Task statement: Omit the pictures, then write out every entry exactly as it reads.

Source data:
************

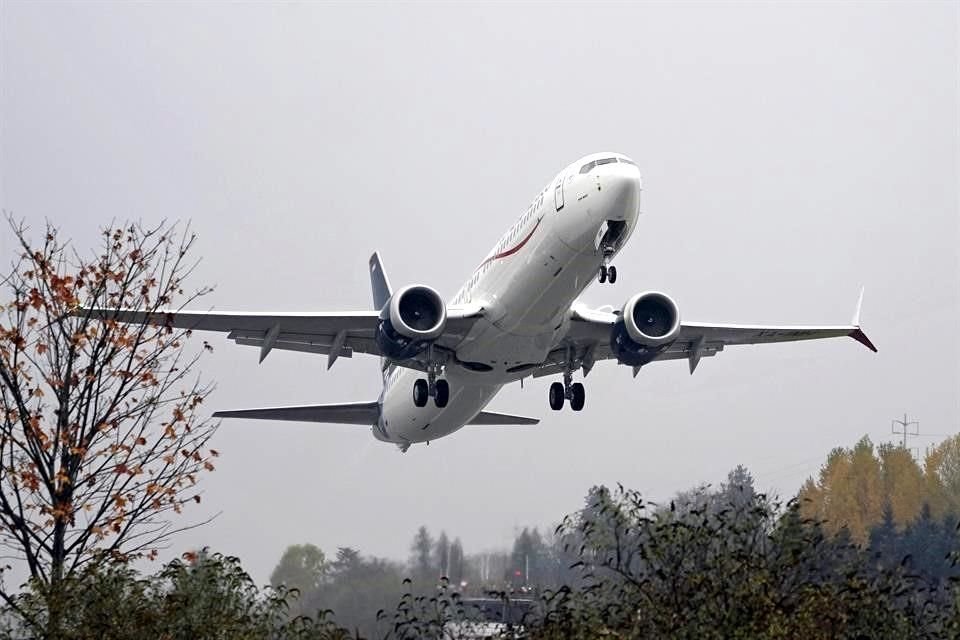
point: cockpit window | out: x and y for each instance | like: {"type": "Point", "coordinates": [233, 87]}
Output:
{"type": "Point", "coordinates": [587, 168]}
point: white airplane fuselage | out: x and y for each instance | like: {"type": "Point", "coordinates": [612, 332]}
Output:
{"type": "Point", "coordinates": [526, 286]}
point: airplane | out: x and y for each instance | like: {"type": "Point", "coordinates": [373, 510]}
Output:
{"type": "Point", "coordinates": [516, 317]}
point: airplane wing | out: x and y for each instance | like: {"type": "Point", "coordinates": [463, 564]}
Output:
{"type": "Point", "coordinates": [334, 334]}
{"type": "Point", "coordinates": [362, 413]}
{"type": "Point", "coordinates": [588, 339]}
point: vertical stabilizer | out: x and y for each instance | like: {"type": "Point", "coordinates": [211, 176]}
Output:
{"type": "Point", "coordinates": [379, 282]}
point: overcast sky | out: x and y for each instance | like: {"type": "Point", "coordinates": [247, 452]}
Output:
{"type": "Point", "coordinates": [790, 153]}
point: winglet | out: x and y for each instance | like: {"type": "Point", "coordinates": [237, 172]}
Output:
{"type": "Point", "coordinates": [856, 314]}
{"type": "Point", "coordinates": [379, 282]}
{"type": "Point", "coordinates": [857, 333]}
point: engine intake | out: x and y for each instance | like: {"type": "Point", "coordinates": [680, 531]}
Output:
{"type": "Point", "coordinates": [412, 317]}
{"type": "Point", "coordinates": [649, 323]}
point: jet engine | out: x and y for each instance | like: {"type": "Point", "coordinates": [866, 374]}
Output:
{"type": "Point", "coordinates": [648, 324]}
{"type": "Point", "coordinates": [412, 317]}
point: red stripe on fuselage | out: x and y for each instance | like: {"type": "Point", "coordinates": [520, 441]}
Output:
{"type": "Point", "coordinates": [509, 252]}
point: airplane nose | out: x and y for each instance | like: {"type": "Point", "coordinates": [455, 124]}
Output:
{"type": "Point", "coordinates": [620, 188]}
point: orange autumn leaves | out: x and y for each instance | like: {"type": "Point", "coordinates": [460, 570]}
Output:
{"type": "Point", "coordinates": [102, 433]}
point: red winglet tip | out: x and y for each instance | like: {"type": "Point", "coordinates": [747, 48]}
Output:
{"type": "Point", "coordinates": [858, 335]}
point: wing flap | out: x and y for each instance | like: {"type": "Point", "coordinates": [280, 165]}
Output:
{"type": "Point", "coordinates": [493, 418]}
{"type": "Point", "coordinates": [361, 413]}
{"type": "Point", "coordinates": [296, 322]}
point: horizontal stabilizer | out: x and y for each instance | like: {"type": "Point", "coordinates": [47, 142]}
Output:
{"type": "Point", "coordinates": [363, 413]}
{"type": "Point", "coordinates": [489, 417]}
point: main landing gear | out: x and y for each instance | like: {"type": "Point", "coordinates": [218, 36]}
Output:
{"type": "Point", "coordinates": [608, 272]}
{"type": "Point", "coordinates": [567, 390]}
{"type": "Point", "coordinates": [432, 387]}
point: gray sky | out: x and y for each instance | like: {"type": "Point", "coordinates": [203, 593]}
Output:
{"type": "Point", "coordinates": [791, 154]}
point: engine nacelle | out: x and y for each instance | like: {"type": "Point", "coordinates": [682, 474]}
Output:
{"type": "Point", "coordinates": [412, 317]}
{"type": "Point", "coordinates": [648, 324]}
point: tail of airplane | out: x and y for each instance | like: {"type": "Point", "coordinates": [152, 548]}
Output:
{"type": "Point", "coordinates": [380, 285]}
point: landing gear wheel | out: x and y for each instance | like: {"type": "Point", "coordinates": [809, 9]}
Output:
{"type": "Point", "coordinates": [577, 395]}
{"type": "Point", "coordinates": [420, 392]}
{"type": "Point", "coordinates": [556, 396]}
{"type": "Point", "coordinates": [443, 393]}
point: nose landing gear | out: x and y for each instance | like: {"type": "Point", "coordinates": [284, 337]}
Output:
{"type": "Point", "coordinates": [608, 274]}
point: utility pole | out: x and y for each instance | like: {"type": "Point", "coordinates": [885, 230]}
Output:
{"type": "Point", "coordinates": [905, 426]}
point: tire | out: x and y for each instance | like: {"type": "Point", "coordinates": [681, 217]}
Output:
{"type": "Point", "coordinates": [420, 393]}
{"type": "Point", "coordinates": [556, 396]}
{"type": "Point", "coordinates": [443, 393]}
{"type": "Point", "coordinates": [579, 396]}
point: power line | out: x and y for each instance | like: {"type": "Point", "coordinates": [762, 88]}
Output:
{"type": "Point", "coordinates": [905, 428]}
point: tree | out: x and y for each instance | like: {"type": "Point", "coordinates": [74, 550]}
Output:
{"type": "Point", "coordinates": [849, 493]}
{"type": "Point", "coordinates": [903, 483]}
{"type": "Point", "coordinates": [302, 567]}
{"type": "Point", "coordinates": [101, 438]}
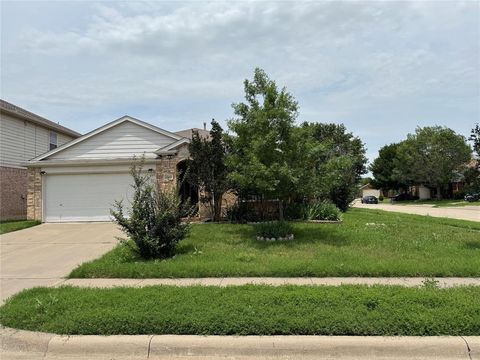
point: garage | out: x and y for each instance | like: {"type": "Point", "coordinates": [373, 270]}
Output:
{"type": "Point", "coordinates": [84, 197]}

************

Response to the exercise:
point: cockpit window | out: x and y for each instance | like: {"type": "Point", "coordinates": [233, 87]}
Output:
{"type": "Point", "coordinates": [587, 168]}
point: white airplane fuselage | out: x and y for each instance | like: {"type": "Point", "coordinates": [612, 332]}
Output:
{"type": "Point", "coordinates": [526, 286]}
point: airplane | out: x and y for each instance | like: {"type": "Point", "coordinates": [373, 510]}
Output:
{"type": "Point", "coordinates": [516, 317]}
point: airplane wing | out: x and y for each instance | like: {"type": "Point", "coordinates": [463, 564]}
Output:
{"type": "Point", "coordinates": [334, 334]}
{"type": "Point", "coordinates": [362, 413]}
{"type": "Point", "coordinates": [588, 339]}
point: vertical stabilizer | out: x and y for each instance | like: {"type": "Point", "coordinates": [211, 176]}
Output:
{"type": "Point", "coordinates": [379, 282]}
point: overcast sky | out: x and y for each instance | like: {"type": "Point", "coordinates": [247, 452]}
Output:
{"type": "Point", "coordinates": [790, 153]}
point: winglet | out: x and y for each instance | like: {"type": "Point", "coordinates": [237, 172]}
Output:
{"type": "Point", "coordinates": [856, 314]}
{"type": "Point", "coordinates": [379, 282]}
{"type": "Point", "coordinates": [857, 333]}
point: engine intake | out: x and y for each instance | like: {"type": "Point", "coordinates": [680, 531]}
Output:
{"type": "Point", "coordinates": [412, 317]}
{"type": "Point", "coordinates": [649, 323]}
point: jet engine | out: x and y for each instance | like: {"type": "Point", "coordinates": [866, 374]}
Output:
{"type": "Point", "coordinates": [648, 324]}
{"type": "Point", "coordinates": [412, 317]}
point: red stripe on fuselage | out: x and y for each instance | like: {"type": "Point", "coordinates": [520, 441]}
Output:
{"type": "Point", "coordinates": [509, 252]}
point: airplane nose | out: x and y for each instance | like: {"type": "Point", "coordinates": [455, 124]}
Output:
{"type": "Point", "coordinates": [620, 188]}
point: orange autumn leaves | out: x and y for each instance | like: {"type": "Point", "coordinates": [460, 570]}
Output:
{"type": "Point", "coordinates": [102, 433]}
point: red winglet tip | out: x and y for each instance | like: {"type": "Point", "coordinates": [747, 48]}
Output:
{"type": "Point", "coordinates": [858, 335]}
point: wing flap | out: x and y for each instance | like: {"type": "Point", "coordinates": [280, 165]}
Output:
{"type": "Point", "coordinates": [493, 418]}
{"type": "Point", "coordinates": [361, 413]}
{"type": "Point", "coordinates": [296, 322]}
point: horizontal stabilizer | out: x and y for each instance | like: {"type": "Point", "coordinates": [47, 142]}
Output:
{"type": "Point", "coordinates": [363, 413]}
{"type": "Point", "coordinates": [489, 417]}
point: main landing gear | out: x and y for each instance | like: {"type": "Point", "coordinates": [218, 36]}
Output:
{"type": "Point", "coordinates": [608, 272]}
{"type": "Point", "coordinates": [567, 390]}
{"type": "Point", "coordinates": [432, 387]}
point: gray sky | out: x and y for each instance | like: {"type": "Point", "coordinates": [203, 593]}
Output:
{"type": "Point", "coordinates": [791, 154]}
point: engine nacelle | out: x and y for each instance | like: {"type": "Point", "coordinates": [682, 474]}
Output:
{"type": "Point", "coordinates": [412, 317]}
{"type": "Point", "coordinates": [648, 324]}
point: tail of airplane | out: x and y for each instance | like: {"type": "Point", "coordinates": [152, 548]}
Output:
{"type": "Point", "coordinates": [380, 285]}
point: landing gear wheel | out: x and y for each instance | like: {"type": "Point", "coordinates": [809, 9]}
Output:
{"type": "Point", "coordinates": [577, 395]}
{"type": "Point", "coordinates": [420, 392]}
{"type": "Point", "coordinates": [556, 396]}
{"type": "Point", "coordinates": [443, 393]}
point: nose landing gear | out: x and y for each instance | like: {"type": "Point", "coordinates": [284, 337]}
Output:
{"type": "Point", "coordinates": [608, 274]}
point: utility pole | out: x and y for each instance | like: {"type": "Point", "coordinates": [885, 230]}
Output:
{"type": "Point", "coordinates": [905, 426]}
point: tire | out: x and y for each instance | like: {"type": "Point", "coordinates": [681, 217]}
Output:
{"type": "Point", "coordinates": [420, 393]}
{"type": "Point", "coordinates": [556, 396]}
{"type": "Point", "coordinates": [443, 393]}
{"type": "Point", "coordinates": [579, 396]}
point: power line | out: x and y for each instance | like: {"type": "Point", "coordinates": [762, 88]}
Output:
{"type": "Point", "coordinates": [905, 428]}
point: tree | out: x and y for each instance | like: {"type": "Point", "coordinates": [74, 550]}
Output:
{"type": "Point", "coordinates": [849, 493]}
{"type": "Point", "coordinates": [903, 483]}
{"type": "Point", "coordinates": [302, 567]}
{"type": "Point", "coordinates": [101, 438]}
point: garage | out: x and y for each instance | like: {"type": "Point", "coordinates": [373, 270]}
Output:
{"type": "Point", "coordinates": [84, 197]}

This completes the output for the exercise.